About this task - Below are some entries. Reproduce them word for word.

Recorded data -
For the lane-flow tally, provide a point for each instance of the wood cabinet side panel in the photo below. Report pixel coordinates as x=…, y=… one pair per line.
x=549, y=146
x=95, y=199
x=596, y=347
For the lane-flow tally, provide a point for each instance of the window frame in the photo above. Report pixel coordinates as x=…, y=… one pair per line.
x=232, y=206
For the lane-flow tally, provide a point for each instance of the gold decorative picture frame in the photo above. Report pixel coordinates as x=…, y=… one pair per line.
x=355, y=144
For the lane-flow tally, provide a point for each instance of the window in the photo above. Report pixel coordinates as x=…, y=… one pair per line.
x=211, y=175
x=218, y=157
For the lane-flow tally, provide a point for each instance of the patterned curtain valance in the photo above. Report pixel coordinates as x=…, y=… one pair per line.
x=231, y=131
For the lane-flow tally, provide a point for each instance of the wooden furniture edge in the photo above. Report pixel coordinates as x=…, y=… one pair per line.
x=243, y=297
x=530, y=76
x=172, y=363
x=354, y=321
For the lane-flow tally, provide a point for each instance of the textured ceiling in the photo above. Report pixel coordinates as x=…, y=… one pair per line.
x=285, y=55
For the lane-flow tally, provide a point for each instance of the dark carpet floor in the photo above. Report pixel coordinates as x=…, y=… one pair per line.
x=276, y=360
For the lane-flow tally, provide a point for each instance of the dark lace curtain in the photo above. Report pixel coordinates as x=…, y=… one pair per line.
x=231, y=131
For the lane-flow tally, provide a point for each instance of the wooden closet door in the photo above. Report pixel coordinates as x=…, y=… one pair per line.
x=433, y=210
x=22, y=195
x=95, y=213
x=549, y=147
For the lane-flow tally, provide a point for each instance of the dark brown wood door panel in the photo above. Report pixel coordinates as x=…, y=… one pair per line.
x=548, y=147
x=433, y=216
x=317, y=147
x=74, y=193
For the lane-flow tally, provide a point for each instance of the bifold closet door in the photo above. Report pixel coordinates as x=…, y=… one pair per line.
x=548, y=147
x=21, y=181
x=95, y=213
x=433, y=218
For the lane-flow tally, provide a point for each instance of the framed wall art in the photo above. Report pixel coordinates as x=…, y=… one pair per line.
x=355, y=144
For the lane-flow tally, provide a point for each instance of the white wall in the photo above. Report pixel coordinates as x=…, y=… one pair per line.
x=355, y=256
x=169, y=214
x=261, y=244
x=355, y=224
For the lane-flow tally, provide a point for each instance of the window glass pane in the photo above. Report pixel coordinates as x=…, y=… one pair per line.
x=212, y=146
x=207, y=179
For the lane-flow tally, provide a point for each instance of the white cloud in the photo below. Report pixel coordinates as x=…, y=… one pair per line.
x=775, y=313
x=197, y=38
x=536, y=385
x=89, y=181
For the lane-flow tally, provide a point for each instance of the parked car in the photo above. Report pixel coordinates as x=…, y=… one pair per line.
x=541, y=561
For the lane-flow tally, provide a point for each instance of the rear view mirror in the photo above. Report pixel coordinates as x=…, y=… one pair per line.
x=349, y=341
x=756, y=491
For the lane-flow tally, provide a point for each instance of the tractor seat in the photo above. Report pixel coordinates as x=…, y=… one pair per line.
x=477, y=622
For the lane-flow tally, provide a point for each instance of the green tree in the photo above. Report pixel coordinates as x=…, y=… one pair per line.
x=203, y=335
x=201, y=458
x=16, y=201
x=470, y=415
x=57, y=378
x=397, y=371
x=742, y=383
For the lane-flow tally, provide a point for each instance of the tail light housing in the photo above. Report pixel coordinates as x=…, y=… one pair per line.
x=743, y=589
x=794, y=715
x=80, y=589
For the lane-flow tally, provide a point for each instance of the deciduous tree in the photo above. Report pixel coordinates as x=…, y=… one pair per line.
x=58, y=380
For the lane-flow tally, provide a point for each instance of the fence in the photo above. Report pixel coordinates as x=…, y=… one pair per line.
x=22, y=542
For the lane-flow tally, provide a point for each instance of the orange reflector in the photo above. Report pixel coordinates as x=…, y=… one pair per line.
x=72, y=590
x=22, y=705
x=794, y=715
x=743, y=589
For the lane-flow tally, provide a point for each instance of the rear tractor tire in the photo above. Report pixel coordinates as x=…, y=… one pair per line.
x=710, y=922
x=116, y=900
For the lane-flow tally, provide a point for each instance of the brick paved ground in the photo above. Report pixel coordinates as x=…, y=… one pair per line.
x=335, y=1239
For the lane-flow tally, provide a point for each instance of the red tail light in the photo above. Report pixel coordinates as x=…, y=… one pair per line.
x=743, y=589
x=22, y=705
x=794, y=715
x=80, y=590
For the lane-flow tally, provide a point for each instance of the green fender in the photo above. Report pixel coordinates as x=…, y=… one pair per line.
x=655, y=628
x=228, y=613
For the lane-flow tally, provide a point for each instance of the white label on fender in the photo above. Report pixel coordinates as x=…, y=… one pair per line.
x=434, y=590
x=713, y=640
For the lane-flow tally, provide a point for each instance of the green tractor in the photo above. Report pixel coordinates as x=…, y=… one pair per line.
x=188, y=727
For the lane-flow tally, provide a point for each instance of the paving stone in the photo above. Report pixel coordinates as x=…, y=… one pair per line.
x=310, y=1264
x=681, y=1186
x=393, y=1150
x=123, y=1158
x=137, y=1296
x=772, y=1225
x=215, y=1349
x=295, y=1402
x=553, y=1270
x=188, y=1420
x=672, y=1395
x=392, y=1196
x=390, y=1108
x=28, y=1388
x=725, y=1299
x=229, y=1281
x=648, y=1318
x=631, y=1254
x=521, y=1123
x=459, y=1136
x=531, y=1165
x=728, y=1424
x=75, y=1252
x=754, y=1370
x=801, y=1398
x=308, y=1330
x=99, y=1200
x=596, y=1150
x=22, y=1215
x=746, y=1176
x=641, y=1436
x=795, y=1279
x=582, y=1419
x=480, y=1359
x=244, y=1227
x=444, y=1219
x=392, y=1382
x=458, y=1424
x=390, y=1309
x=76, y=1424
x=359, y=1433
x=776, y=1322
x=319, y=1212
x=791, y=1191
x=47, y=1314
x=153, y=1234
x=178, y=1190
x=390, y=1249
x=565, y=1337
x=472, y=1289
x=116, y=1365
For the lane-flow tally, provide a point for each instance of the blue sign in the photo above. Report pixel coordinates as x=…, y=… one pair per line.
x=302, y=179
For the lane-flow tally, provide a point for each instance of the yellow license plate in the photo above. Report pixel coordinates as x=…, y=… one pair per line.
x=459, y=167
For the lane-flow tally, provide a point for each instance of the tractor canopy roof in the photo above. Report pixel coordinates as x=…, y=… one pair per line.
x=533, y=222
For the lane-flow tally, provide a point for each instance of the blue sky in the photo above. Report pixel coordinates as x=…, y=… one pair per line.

Solved exercise -
For the lane-flow tally, provide a point for each instance of the wood cabinet side panel in the photo below. Report pixel coordinates as x=…, y=… one pair per line.
x=549, y=146
x=95, y=199
x=596, y=347
For the lane-flow tally, provide a point for each instance of the window frame in the photo above. Report pixel coordinates as x=…, y=… one pair per line.
x=232, y=206
For the lane-flow tally, provide a point for each instance of the gold decorative picture frame in the photo above. Report pixel coordinates as x=…, y=… one pair per line.
x=355, y=144
For the lane-flow tally, provide a point for each instance of the window in the photo above. Report pixel coordinates as x=…, y=… one pair per line.
x=211, y=175
x=218, y=157
For the lane-flow tally, provide a point for each instance of the patterned curtain valance in the photo above. Report pixel coordinates as x=…, y=… one pair per line.
x=231, y=131
For the lane-flow tally, provide a point for each instance of the wooden furniture edge in the photo above. Report pixel coordinates as x=…, y=… one pair per line.
x=243, y=297
x=530, y=76
x=172, y=363
x=354, y=321
For the lane-flow tally, provide a point for each instance of the textured ceiling in the photo above. Report pixel coordinates as x=…, y=… one pair per line.
x=285, y=55
For the lane-flow tally, provide a point for each instance of the dark carpet floor in the photo above. Report pixel coordinates as x=…, y=… one pair per line.
x=276, y=360
For the lane-flow tally, provide a point for each instance of the dark lace curtain in the photo above. Report pixel coordinates as x=…, y=… one pair per line.
x=231, y=131
For the lane-flow tally, provide a point for each instance of the wooden closet door in the photo above. Report pixel coordinates as x=…, y=… one pair per line.
x=433, y=210
x=22, y=195
x=95, y=213
x=549, y=147
For the lane-flow tally, provide a point for each instance of the dark brown wood door panel in the photo above. Report pixel coordinates as x=…, y=… one pair per line.
x=548, y=147
x=433, y=216
x=317, y=147
x=74, y=193
For the lane-flow tally, provide a point for each instance of the bifold closet door in the photo above. Report pixel coordinates as x=…, y=… one pair per line.
x=548, y=147
x=21, y=181
x=95, y=213
x=433, y=218
For the lane-flow tally, provide a point for each instance of the framed wall art in the photo above. Report pixel coordinates as x=…, y=… one pair per line.
x=355, y=144
For the lane-flow tally, provide a point for each instance of the white wall in the photo above. Report pixel coordinates as x=…, y=… one pair per line.
x=355, y=256
x=169, y=214
x=261, y=244
x=355, y=224
For the lane-flow tally, provide a point for each instance of the window glass pane in the photo above. Report pixel coordinates as x=…, y=… one pair per line.
x=212, y=146
x=207, y=179
For the lane-flow tally, provide a point for each instance of the white cloud in the photo below. Report pixel coordinates as x=…, y=… one pair per line.
x=775, y=313
x=197, y=38
x=536, y=385
x=89, y=181
For the lane-flow tally, provide a point for each instance of the parked car in the photo above. Report pixel coordinates as x=…, y=… one pair per line.
x=541, y=561
For the lane-flow tally, provide a point for each instance of the rear view mirror in the photo above. Report pixel coordinates as x=…, y=… one pair per line.
x=349, y=341
x=756, y=491
For the lane-flow tally, provide a point for each instance of the tractor seat in the photo above. Report pixel coordinates as x=…, y=… one pair per line.
x=477, y=622
For the lane-flow tally, provide a point for each instance of the green tree in the photo above. Report pixel coordinates as x=…, y=… one pair per line.
x=203, y=335
x=201, y=458
x=16, y=201
x=470, y=415
x=57, y=378
x=397, y=371
x=742, y=383
For the lane-flow tally, provide a point for each instance of the tail light housing in the photo above. Report pixel coordinates as x=…, y=… one pair per line.
x=743, y=589
x=794, y=715
x=80, y=589
For the lane-flow tally, provide a point for each instance of the deciduous tree in the photo above. Report pixel coordinates as x=…, y=… one pair per line.
x=58, y=380
For the lane-flow tally, provide a point for each instance of the fence in the photo above. Report pixel coordinates as x=…, y=… one pair per line.
x=22, y=542
For the lane-flow tally, provide a point for each instance of the orange reflector in the photo above. Report pixel coordinates as x=…, y=… one pair per line.
x=72, y=590
x=22, y=705
x=794, y=715
x=743, y=589
For the lane-flow tally, provide a point for each instance of the rear tractor tire in the photo above. Report pixel coordinates as x=…, y=… one pair per line.
x=710, y=922
x=116, y=900
For the lane-flow tally, provide a point for each instance of the brick paved ground in the photo above. Report pixel coordinates as x=…, y=… one pair per line.
x=335, y=1239
For the lane-flow tally, provide a point for each instance of the red tail light in the photo above. Report pixel coordinates as x=…, y=… one pair per line.
x=743, y=589
x=22, y=705
x=794, y=715
x=80, y=590
For the lane-flow tally, provide a point for each instance of the green fender in the photo above. Report pixel coordinates as x=…, y=… one pair per line.
x=655, y=628
x=228, y=613
For the lane-flow tally, provide a point for each instance of the white label on fender in the photo above. Report pixel coordinates as x=…, y=… one pair per line.
x=434, y=590
x=713, y=640
For the lane-flow tally, provide a point for each instance of the green tractor in the photo above. Report pixel coordinates as x=…, y=… one pair per line.
x=188, y=727
For the lane-flow tally, provide a point for each instance of the paving stone in the photo above. Report pixel coordinates as x=…, y=… one pair per line.
x=310, y=1264
x=681, y=1186
x=393, y=1150
x=123, y=1158
x=137, y=1296
x=772, y=1225
x=215, y=1349
x=295, y=1402
x=553, y=1270
x=188, y=1420
x=672, y=1395
x=392, y=1196
x=390, y=1108
x=28, y=1388
x=725, y=1299
x=229, y=1281
x=648, y=1318
x=631, y=1254
x=521, y=1123
x=459, y=1136
x=531, y=1165
x=728, y=1424
x=75, y=1252
x=754, y=1370
x=801, y=1398
x=308, y=1330
x=99, y=1200
x=596, y=1150
x=22, y=1215
x=746, y=1176
x=641, y=1436
x=795, y=1279
x=582, y=1419
x=480, y=1359
x=244, y=1227
x=444, y=1219
x=392, y=1382
x=458, y=1424
x=390, y=1309
x=76, y=1424
x=359, y=1433
x=776, y=1322
x=319, y=1212
x=791, y=1191
x=47, y=1314
x=153, y=1234
x=178, y=1190
x=390, y=1249
x=565, y=1337
x=472, y=1289
x=116, y=1365
For the lane-flow tally, provide a point for each instance of the blue sign in the photo above. Report pixel coordinates as x=…, y=… one pair per line.
x=302, y=179
For the lane-flow tally, provide a point for each instance of the yellow license plate in the photo above. Report pixel coordinates as x=…, y=… one pair per line.
x=459, y=167
For the lane-flow tally, provide a point for each instance of the tractor canopy roof in the photo above. Report pixel coordinates as x=…, y=… one pair per line.
x=533, y=222
For the lane-flow tally, provide a point for each instance of the blue sky in the photo above. Report pixel coordinates as x=…, y=… one pair per line.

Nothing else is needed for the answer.